[Start SOURCE]

Skip to content

TimeCraft: Navigate Weakly-Supervised Temporal Grounded Video Question Answering via Bi-directional Reasoning

Conference: ECCV 2024
论文链接: ECVA Code: None
Area: Video Understanding / Video Question Answering / Temporal Grounding
Keywords: Weakly-Supervised Video Question Answering, Temporal Grounding, Bi-directional Reasoning, Cycle Consistency, Vision-Language

TL;DR

This paper proposes a bi-directional reasoning framework, TimeCraft, to address the task of weakly-supervised temporal grounded video question answering (temporal grounded VQA). By establishing two symmetric reasoning paths (forward: temporal grounding \(\rightarrow\) answering; backward: answering \(\rightarrow\) temporal grounding) and employing cycle-consistency constraints to provide self-supervised signals, the model simultaneously localizes the video segments supporting the answer and yields the correct answer without requiring temporal annotations.

Background & Motivation

Background: Video Question Answering (VQA) requires models to understand video content and answer natural language questions, standing as a core task in video understanding. Traditional VQA methods only require the model to produce an answer but cannot verify whether the answer is derived from the correct visual evidence—models might "guess" the answer through language bias or spurious vision-text correlations rather than truly understanding the video content.

Limitations of Prior Work: To address this reliability issue, grounded VQA requires the model not only to output the answer but also to pinpoint the specific video segments that support the answer (temporal grounding). However, fully supervised grounded VQA requires precise temporal segment annotations (which video clips correspond to each question), which is extremely expensive to obtain—annotators must inspect the video frame-by-frame to determine the exact time range supporting the answer. Consequently, temporal annotations are typically lacking in standard training datasets.

Key Challenge: Grounded VQA simultaneously requires two outputs—the answer and the temporal grounding, but under the weakly-supervised setting, only answer annotations are available. How can a model learn localization in the absence of temporal supervision? This is essentially a semi-supervised joint optimization problem, requiring the "distillation" of temporal grounding supervision signals from the annotated answer task.

[End SOURCE]

BRIEF. Extend the TimeCraft paper summary with new writing that follows on from its last paragraph, the one on the key challenge.

[Start SUPPLIED INFORMATION]

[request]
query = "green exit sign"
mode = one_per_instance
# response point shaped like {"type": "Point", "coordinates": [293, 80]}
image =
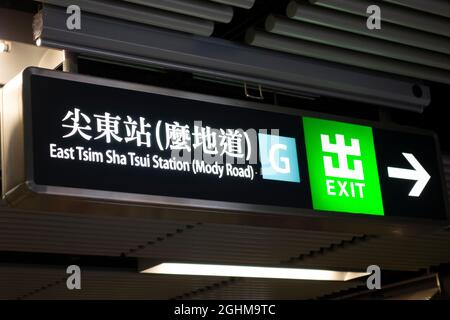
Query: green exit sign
{"type": "Point", "coordinates": [342, 167]}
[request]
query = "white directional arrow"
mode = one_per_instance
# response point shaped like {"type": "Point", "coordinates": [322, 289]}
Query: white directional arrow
{"type": "Point", "coordinates": [419, 174]}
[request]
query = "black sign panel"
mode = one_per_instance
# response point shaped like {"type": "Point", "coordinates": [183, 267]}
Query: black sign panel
{"type": "Point", "coordinates": [48, 111]}
{"type": "Point", "coordinates": [117, 138]}
{"type": "Point", "coordinates": [409, 176]}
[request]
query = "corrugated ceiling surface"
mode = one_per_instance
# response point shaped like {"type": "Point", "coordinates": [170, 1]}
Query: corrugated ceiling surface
{"type": "Point", "coordinates": [43, 282]}
{"type": "Point", "coordinates": [114, 236]}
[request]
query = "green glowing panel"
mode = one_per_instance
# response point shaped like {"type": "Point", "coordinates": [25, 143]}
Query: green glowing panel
{"type": "Point", "coordinates": [342, 167]}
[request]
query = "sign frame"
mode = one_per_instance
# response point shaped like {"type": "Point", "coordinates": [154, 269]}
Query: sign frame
{"type": "Point", "coordinates": [20, 190]}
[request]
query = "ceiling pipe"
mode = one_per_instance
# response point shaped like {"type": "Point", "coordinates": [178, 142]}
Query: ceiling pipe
{"type": "Point", "coordinates": [130, 12]}
{"type": "Point", "coordinates": [392, 13]}
{"type": "Point", "coordinates": [310, 32]}
{"type": "Point", "coordinates": [244, 4]}
{"type": "Point", "coordinates": [351, 23]}
{"type": "Point", "coordinates": [349, 57]}
{"type": "Point", "coordinates": [194, 8]}
{"type": "Point", "coordinates": [438, 7]}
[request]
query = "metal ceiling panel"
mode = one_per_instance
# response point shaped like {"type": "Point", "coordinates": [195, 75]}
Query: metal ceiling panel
{"type": "Point", "coordinates": [47, 282]}
{"type": "Point", "coordinates": [110, 38]}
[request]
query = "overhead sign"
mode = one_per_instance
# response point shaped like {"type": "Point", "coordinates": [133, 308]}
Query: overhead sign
{"type": "Point", "coordinates": [91, 138]}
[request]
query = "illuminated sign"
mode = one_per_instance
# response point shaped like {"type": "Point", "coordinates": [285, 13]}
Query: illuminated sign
{"type": "Point", "coordinates": [96, 139]}
{"type": "Point", "coordinates": [342, 166]}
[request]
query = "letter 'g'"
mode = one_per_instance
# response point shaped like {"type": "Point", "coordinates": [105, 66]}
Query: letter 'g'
{"type": "Point", "coordinates": [273, 161]}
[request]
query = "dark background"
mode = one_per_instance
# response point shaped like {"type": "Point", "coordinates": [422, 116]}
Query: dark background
{"type": "Point", "coordinates": [48, 110]}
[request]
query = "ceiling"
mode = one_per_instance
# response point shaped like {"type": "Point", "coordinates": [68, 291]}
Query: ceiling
{"type": "Point", "coordinates": [35, 247]}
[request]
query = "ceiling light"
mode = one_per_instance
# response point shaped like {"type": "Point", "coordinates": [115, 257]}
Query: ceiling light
{"type": "Point", "coordinates": [252, 272]}
{"type": "Point", "coordinates": [4, 46]}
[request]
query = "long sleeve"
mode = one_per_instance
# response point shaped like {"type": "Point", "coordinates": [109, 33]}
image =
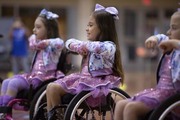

[End SUPPLIED INFORMATION]

TASK RESPONSE.
Goal: (1) How to train the model to perform video question answering and temporal grounding simultaneously without temporal annotations? (2) How to prevent the model from exploiting language bias to bypass visual content and "guess" answers? (3) How to design effective self-supervised signals to substitute for the missing temporal annotations?

Key Insight: The authors observe a natural dual relationship between temporal grounding and answering—if a model can correctly locate relevant video segments and then answer the question (forward), it should also be able to reason out the corresponding segments starting from the answer (backward). The reasoning outcomes from these two directions should be consistent (cycle-consistent), and this consistency can serve as a self-supervised signal to train temporal grounding capability.

Core Idea: Build dual, bi-directional reasoning paths and utilize cycle-consistency constraints to provide self-supervised signals for temporal grounding, enabling grounded VQA under weak supervision.

Method

Overall Architecture

The input of TimeCraft consists of a video and a question, and the outputs are the answer along with the video temporal segments supporting it. The framework comprises two parallel reasoning paths. Forward Path: question \(\rightarrow\) temporal grounding \(\rightarrow\) reasoning the answer from localized segments; Backward Path: question \(\rightarrow\) candidate answers \(\rightarrow\) joint reasoning of temporal grounding using the answer and the question. The two paths share feature extractors but possess independent reasoning heads. Mutual supervision between the two paths is established via cycle-consistency.

Key Designs

  1. Forward Reasoning Path:

    • Function: Simulates the natural reasoning process of "looking before answering"—first localizing the video segments relevant to the question, and then extracting the answer from them.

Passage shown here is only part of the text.